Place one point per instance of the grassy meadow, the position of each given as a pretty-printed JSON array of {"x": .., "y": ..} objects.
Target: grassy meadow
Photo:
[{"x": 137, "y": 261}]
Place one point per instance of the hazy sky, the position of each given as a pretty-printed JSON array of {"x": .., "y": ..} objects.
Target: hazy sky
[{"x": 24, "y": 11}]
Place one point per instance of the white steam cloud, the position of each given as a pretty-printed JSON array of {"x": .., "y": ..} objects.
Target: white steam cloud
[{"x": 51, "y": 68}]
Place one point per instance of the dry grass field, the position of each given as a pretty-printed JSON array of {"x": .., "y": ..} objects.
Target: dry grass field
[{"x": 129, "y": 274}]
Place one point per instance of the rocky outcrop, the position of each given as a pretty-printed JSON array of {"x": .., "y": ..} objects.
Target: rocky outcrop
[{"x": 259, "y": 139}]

---

● Task objective: Output the line holding "Target: hazy sky", then every later line through the end of the records above, exactly as given and nothing else.

● Exercise output:
Target: hazy sky
[{"x": 24, "y": 11}]
Place one point per instance of the white steam cloud, the position of each given as a pretty-printed JSON array of {"x": .., "y": ..} objects.
Target: white steam cloud
[{"x": 51, "y": 68}]
Place one point per instance of the dry grass field, the position of each given as a pretty-printed JSON array of {"x": .., "y": ..} objects.
Target: dry grass field
[{"x": 129, "y": 274}]
Place one point per instance of the rocky outcrop, the position of each given as a pretty-printed JSON array of {"x": .., "y": ..} objects.
Target: rocky outcrop
[{"x": 259, "y": 139}]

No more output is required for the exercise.